Work required:
Reproduce verbatim the final portion of the material below, from the line containing "Where can you spot the carved" through its last line, and nothing else.

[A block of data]
** START **

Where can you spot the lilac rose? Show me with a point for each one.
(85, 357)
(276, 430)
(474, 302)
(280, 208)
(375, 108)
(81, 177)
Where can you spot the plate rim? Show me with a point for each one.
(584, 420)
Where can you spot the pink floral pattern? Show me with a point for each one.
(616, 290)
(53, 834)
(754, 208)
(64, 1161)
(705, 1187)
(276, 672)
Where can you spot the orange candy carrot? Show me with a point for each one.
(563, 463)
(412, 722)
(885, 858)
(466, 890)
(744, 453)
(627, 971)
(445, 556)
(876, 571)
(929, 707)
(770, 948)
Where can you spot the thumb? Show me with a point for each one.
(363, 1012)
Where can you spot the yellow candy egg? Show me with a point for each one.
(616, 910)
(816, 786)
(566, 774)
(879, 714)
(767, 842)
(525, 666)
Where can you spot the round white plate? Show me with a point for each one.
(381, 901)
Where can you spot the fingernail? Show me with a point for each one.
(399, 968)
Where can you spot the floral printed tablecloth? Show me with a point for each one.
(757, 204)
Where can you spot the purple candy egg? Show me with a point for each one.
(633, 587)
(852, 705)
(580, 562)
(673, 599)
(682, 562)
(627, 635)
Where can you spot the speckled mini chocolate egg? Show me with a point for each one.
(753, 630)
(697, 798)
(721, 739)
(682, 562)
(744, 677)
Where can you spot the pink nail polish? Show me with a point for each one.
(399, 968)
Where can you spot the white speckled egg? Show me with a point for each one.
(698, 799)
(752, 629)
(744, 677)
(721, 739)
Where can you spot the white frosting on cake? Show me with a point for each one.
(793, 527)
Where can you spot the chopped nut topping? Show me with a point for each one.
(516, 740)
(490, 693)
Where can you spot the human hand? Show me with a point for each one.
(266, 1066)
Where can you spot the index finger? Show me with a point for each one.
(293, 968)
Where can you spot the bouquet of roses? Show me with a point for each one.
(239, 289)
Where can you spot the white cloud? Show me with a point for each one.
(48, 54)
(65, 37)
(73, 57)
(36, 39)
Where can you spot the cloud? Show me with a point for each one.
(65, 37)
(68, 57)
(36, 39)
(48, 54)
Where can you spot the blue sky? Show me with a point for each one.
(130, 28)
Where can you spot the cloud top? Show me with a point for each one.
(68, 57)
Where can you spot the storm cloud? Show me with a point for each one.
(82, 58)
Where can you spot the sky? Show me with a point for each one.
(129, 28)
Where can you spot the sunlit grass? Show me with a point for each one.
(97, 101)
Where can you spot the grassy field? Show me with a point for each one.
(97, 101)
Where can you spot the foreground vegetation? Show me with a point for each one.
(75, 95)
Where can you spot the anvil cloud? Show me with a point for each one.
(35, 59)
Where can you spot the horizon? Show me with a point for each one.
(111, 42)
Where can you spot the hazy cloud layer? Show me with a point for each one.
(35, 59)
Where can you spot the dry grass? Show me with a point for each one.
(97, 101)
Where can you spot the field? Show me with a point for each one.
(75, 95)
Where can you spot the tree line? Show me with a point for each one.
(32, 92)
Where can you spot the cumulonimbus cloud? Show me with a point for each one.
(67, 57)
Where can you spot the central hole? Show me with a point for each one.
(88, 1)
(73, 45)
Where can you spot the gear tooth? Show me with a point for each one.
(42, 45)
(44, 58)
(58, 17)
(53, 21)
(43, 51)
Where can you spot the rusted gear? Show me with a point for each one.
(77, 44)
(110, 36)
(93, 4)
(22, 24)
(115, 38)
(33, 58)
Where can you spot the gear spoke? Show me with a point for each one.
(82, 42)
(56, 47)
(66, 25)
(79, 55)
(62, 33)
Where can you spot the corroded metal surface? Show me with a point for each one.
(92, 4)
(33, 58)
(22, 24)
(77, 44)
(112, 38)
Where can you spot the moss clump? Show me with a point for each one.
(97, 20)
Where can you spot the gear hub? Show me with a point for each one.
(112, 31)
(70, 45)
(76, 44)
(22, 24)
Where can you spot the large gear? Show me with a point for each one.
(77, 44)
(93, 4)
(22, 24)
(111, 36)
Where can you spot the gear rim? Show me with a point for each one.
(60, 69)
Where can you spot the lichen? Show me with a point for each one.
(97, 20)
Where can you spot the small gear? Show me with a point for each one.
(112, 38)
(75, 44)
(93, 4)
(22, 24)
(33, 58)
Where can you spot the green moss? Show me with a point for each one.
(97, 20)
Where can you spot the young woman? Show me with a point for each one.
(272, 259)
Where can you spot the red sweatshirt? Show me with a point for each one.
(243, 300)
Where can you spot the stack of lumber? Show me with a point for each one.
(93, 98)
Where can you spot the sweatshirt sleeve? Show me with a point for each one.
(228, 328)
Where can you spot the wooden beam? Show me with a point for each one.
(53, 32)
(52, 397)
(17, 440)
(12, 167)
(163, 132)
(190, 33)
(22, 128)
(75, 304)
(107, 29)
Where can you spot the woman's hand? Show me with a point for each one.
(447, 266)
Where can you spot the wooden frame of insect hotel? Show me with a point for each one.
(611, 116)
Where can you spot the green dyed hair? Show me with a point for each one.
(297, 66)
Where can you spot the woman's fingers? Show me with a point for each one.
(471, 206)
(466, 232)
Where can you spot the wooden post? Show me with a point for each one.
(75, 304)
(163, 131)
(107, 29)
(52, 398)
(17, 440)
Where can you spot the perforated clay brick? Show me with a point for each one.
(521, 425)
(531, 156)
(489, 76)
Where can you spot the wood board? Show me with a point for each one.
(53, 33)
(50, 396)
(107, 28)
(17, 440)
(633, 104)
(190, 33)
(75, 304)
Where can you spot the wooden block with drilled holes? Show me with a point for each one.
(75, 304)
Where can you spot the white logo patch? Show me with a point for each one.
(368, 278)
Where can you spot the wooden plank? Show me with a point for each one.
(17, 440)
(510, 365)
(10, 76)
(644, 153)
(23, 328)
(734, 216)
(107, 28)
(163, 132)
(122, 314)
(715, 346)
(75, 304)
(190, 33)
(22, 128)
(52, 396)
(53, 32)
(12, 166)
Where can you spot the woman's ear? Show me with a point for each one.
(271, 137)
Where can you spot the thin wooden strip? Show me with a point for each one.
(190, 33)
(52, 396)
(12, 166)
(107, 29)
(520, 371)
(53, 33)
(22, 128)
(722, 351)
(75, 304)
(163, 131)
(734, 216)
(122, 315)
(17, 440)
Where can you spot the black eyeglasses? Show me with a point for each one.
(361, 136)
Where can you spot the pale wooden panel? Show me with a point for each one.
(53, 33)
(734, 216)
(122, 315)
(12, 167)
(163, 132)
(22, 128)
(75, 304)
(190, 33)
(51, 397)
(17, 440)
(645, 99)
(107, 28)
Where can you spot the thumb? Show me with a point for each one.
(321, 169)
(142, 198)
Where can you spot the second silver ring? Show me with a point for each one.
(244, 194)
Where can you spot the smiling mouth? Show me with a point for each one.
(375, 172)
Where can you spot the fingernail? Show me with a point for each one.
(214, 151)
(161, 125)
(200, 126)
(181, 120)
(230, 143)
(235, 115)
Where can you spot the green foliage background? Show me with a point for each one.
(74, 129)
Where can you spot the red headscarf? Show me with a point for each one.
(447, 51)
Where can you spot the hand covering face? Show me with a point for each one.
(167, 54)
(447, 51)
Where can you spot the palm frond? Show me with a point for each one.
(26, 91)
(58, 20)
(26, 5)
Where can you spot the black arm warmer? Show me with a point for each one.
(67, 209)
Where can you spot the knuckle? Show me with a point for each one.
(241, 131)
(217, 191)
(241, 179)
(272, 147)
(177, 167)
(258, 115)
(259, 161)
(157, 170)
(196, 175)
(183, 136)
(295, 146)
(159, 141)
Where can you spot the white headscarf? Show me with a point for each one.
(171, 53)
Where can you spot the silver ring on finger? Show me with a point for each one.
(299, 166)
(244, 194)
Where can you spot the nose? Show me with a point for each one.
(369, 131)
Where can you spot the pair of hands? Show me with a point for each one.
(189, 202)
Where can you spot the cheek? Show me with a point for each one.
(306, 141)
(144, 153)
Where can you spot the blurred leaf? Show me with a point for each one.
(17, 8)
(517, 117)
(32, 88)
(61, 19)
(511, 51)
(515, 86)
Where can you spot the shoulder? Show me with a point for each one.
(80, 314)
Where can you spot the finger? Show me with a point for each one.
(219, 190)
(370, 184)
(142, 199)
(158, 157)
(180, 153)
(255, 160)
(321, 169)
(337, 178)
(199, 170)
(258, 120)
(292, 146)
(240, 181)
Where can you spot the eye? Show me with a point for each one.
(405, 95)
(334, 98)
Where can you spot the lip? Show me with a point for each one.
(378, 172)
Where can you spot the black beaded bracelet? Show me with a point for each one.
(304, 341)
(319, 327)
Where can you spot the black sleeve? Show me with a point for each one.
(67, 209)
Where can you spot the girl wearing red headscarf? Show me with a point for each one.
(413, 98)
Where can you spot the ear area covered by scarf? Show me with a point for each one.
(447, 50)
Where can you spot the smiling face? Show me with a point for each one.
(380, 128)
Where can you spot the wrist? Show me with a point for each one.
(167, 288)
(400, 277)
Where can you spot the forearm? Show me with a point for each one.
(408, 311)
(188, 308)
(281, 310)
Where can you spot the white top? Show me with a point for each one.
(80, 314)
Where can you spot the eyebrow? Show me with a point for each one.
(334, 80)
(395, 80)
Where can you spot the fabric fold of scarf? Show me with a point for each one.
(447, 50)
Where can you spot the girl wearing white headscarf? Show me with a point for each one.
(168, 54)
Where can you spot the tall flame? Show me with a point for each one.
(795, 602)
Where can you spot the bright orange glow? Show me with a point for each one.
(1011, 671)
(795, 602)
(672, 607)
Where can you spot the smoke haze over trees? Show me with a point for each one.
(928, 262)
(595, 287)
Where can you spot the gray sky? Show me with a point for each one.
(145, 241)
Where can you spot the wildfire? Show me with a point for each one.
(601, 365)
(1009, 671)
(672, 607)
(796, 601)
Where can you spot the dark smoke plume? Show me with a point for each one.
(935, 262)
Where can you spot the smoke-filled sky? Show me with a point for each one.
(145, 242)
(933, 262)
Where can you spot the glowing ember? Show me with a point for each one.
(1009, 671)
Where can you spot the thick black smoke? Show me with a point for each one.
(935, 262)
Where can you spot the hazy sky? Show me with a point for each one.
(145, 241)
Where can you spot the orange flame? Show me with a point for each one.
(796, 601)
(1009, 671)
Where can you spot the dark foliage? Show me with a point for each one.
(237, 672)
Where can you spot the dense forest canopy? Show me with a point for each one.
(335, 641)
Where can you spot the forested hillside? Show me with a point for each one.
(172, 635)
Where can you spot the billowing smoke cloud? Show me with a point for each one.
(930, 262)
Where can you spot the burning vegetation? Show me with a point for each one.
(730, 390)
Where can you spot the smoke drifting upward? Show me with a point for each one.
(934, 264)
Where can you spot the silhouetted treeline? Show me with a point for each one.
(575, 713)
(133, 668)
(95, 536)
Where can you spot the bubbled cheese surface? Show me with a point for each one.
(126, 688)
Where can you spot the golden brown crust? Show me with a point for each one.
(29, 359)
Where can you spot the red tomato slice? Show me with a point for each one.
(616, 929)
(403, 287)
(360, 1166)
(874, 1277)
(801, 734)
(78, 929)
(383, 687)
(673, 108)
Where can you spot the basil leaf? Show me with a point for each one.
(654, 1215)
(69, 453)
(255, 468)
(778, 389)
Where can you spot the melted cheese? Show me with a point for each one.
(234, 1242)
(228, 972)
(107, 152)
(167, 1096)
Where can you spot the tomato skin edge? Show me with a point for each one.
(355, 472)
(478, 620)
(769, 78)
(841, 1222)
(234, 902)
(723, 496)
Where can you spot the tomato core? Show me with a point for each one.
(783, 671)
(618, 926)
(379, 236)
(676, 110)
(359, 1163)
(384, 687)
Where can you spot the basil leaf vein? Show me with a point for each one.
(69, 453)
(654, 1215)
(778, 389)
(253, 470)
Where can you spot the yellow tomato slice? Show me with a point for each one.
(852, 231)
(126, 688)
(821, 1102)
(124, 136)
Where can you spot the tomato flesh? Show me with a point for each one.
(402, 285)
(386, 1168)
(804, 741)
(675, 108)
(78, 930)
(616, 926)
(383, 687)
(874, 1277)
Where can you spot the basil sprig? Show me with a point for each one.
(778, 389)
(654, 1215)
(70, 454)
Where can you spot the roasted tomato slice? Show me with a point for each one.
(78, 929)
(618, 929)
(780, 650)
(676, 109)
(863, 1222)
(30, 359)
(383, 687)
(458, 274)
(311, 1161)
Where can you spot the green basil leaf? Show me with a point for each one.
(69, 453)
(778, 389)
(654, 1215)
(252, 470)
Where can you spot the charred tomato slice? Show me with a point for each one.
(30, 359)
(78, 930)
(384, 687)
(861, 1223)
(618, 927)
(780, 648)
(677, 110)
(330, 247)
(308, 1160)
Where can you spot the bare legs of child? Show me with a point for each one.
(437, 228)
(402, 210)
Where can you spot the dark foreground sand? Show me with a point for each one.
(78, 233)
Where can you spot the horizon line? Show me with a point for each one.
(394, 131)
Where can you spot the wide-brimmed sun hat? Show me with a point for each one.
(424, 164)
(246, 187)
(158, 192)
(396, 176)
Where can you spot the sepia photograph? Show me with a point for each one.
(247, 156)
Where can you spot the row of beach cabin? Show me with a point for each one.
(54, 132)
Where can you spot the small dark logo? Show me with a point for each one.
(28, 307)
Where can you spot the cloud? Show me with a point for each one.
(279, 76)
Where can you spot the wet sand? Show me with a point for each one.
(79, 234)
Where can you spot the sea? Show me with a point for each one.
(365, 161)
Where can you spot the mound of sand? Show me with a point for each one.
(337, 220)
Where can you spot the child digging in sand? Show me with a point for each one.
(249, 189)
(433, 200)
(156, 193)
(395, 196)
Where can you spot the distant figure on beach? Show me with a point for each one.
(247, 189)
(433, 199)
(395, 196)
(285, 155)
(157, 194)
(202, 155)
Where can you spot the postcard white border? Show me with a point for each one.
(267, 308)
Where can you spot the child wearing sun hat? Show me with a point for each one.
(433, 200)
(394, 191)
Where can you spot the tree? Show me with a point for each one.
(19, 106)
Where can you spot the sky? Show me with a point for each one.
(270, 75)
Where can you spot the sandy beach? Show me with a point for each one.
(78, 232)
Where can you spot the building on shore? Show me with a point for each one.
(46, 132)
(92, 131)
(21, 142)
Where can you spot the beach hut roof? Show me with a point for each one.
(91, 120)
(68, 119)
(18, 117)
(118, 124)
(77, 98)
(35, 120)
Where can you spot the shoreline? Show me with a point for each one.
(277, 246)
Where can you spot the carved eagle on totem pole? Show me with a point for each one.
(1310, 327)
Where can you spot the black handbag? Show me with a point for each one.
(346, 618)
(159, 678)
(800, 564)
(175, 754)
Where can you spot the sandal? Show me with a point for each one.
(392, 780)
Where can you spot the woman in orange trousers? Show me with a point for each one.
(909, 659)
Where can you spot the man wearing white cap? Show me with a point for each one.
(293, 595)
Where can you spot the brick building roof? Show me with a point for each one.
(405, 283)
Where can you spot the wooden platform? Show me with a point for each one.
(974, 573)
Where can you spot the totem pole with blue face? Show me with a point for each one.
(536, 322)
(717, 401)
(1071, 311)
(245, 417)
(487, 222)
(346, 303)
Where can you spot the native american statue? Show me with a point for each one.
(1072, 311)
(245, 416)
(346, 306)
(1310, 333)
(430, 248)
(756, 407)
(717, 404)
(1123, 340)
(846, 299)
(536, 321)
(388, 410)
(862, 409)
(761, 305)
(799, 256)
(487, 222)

** END **

Solution to this problem:
Where can you spot the carved eagle on totem pole? Show me with a point for each one.
(1310, 327)
Where can you spot the black handbag? Show me with a point for each one.
(346, 618)
(159, 678)
(800, 564)
(175, 754)
Where can you spot the sandal? Show me with a point for each one.
(392, 780)
Where can you spot the woman in orange trousers? Show me with a point for each one.
(909, 659)
Where can you spot the man wearing white cap? Show me with a point for each one.
(293, 595)
Where can you spot the brick building roof? Show me with a point for each one.
(405, 283)
Where can you spot the wooden platform? Show me with a point for each one.
(974, 573)
Where can you spot the totem pole with blue face? Show me with a point for each one.
(536, 322)
(717, 401)
(1071, 311)
(245, 417)
(487, 222)
(346, 303)
Where can you spot the native american statue? Show me with a point for each one.
(1072, 311)
(245, 416)
(346, 306)
(1310, 333)
(430, 248)
(756, 407)
(717, 404)
(1123, 340)
(846, 299)
(536, 321)
(388, 410)
(862, 409)
(761, 305)
(799, 256)
(487, 222)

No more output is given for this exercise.